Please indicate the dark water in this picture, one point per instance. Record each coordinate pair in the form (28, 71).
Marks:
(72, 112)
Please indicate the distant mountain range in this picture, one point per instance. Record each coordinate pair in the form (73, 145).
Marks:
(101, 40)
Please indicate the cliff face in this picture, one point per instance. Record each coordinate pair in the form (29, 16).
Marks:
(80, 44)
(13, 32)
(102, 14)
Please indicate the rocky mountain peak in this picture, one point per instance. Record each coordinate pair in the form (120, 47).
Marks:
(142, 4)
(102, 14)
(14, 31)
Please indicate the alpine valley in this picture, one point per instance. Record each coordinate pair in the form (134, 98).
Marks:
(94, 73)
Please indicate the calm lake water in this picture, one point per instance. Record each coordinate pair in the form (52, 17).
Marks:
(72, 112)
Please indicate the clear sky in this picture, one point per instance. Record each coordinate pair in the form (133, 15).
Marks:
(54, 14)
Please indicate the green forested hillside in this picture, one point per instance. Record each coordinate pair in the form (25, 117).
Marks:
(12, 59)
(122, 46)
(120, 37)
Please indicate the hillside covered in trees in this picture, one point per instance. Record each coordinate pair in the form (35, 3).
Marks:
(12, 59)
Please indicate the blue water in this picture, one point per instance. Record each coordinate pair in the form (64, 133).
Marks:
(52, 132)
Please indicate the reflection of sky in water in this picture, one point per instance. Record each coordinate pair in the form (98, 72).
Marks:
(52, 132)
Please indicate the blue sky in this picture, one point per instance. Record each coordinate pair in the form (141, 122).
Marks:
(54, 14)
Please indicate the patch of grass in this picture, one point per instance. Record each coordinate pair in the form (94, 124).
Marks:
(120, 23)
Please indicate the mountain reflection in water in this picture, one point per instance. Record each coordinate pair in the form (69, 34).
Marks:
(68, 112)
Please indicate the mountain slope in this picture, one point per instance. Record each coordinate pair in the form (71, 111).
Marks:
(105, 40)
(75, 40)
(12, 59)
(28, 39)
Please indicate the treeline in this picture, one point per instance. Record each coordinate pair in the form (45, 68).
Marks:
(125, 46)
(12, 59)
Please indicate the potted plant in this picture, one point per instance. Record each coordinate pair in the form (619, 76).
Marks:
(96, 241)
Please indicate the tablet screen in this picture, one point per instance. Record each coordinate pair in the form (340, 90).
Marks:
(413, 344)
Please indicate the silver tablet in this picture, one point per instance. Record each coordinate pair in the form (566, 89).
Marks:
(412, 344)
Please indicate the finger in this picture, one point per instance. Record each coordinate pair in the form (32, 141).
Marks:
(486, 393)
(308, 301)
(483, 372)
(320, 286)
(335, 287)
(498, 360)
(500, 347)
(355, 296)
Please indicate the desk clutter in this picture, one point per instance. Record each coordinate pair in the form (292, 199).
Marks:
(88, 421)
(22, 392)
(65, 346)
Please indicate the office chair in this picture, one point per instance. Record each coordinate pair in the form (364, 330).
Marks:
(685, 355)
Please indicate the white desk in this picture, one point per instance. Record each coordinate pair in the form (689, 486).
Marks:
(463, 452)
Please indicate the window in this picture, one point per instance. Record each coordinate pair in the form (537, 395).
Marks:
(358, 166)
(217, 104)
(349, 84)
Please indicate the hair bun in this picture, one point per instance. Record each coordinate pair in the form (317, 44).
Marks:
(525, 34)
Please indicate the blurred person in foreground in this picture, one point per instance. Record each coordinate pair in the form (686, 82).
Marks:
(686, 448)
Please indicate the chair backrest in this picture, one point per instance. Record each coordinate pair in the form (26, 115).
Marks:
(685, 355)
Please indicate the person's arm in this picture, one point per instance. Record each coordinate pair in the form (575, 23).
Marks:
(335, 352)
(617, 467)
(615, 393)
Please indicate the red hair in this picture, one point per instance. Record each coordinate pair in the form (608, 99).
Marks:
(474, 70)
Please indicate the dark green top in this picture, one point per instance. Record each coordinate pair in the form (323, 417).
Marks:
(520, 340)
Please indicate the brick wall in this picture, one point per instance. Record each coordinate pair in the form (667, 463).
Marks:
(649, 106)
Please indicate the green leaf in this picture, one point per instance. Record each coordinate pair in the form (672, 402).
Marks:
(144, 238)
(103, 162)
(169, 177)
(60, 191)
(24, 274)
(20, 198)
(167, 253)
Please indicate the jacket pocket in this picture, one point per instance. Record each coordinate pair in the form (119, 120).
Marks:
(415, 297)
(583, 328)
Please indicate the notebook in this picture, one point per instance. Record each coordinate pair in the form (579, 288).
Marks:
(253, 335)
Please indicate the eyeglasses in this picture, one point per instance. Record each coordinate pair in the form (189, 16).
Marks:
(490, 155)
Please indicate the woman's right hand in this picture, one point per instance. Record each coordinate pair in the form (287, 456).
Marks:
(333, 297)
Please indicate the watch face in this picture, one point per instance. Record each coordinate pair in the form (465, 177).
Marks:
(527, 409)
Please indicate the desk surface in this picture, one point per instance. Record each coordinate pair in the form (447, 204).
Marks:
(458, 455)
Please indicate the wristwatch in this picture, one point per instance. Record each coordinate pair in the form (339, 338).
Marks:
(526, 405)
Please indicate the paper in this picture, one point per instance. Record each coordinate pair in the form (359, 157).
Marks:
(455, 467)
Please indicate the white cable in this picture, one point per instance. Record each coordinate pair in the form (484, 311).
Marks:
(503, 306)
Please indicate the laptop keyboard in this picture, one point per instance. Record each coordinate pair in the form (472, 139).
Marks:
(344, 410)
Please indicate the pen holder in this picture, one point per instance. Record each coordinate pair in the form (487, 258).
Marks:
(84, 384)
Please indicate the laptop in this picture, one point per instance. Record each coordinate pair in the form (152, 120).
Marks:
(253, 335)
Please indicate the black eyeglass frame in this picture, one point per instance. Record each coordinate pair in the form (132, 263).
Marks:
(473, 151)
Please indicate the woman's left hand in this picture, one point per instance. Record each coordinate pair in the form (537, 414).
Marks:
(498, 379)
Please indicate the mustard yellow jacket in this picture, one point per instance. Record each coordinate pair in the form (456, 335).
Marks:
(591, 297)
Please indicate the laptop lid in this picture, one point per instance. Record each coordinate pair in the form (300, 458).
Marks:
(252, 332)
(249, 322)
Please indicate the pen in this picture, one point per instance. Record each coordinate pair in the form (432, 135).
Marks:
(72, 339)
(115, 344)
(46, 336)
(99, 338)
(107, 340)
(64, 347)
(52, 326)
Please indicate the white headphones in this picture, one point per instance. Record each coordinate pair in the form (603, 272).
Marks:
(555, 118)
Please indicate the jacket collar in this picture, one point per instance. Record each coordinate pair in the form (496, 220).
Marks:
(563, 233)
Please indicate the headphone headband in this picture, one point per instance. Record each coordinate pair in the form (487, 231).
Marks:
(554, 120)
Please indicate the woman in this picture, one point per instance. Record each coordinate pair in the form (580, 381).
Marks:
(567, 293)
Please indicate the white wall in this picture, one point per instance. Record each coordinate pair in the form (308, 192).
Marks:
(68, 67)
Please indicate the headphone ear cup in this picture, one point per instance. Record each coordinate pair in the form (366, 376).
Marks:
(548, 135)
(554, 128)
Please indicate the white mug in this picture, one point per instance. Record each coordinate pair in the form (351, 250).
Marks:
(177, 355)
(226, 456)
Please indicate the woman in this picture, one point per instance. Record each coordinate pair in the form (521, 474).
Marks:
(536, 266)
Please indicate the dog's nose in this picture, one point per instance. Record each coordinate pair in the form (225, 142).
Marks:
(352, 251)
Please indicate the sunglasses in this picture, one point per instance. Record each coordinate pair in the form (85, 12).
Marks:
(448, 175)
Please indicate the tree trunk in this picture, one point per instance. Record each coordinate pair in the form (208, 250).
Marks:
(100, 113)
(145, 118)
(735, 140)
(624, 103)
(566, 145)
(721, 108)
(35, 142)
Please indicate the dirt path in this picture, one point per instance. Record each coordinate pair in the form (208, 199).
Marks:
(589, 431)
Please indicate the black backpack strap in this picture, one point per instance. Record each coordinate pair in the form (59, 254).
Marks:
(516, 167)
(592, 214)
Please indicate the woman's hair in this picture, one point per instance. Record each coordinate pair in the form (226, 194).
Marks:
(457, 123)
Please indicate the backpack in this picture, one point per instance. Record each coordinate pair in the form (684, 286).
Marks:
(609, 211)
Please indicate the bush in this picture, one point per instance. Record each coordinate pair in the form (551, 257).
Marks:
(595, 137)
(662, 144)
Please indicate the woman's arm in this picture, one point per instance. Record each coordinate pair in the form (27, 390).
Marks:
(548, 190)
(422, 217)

-------------------------

**Short task**
Return, unchanged, everything in the records from the line containing "Please indicate the white mug" down through the last line of the records.

**Solution for this problem**
Please indicate the white mug in this picture, one point per instance. Record each coordinate pair in the form (351, 250).
Marks:
(177, 355)
(226, 456)
Please indicate the woman in this picture, one point per instance. Record each coordinate pair in the form (521, 474).
Marks:
(536, 266)
Please indicate the dog's nose in this picture, one point per instance. Record each coordinate pair in the form (225, 142).
Marks:
(352, 251)
Please indicate the sunglasses in this picture, one point per instance. Record each coordinate pair in the form (85, 12).
Marks:
(448, 175)
Please indicate the tree trunk in this picture, one point per instance. Record each coordinate pair in the form (208, 250).
Marks:
(100, 113)
(145, 118)
(735, 140)
(624, 103)
(566, 145)
(721, 108)
(35, 142)
Please indicate the dirt path in this picture, one point per instance. Record each coordinate pair in the form (208, 199).
Marks:
(589, 431)
Please indicate the black backpack strap in this picture, one point per instance. Record each coordinate pair in the form (59, 254).
Marks:
(516, 167)
(592, 214)
Please indicate the woman's hair in this picture, one point per instance. Record each coordinate pair in the form (226, 194).
Marks:
(457, 123)
Please indicate the backpack in this picture, one point per instance. Record each coordinate pair in the form (684, 286).
Marks:
(609, 211)
Please indicate the bush in this picture, one point per instance. Record each coordinate pair in the form (551, 257).
Marks:
(595, 137)
(662, 144)
Please indicate the woman's arm in this picture, one point per instance. Record each coordinate pair in the form (27, 390).
Marks:
(548, 190)
(422, 217)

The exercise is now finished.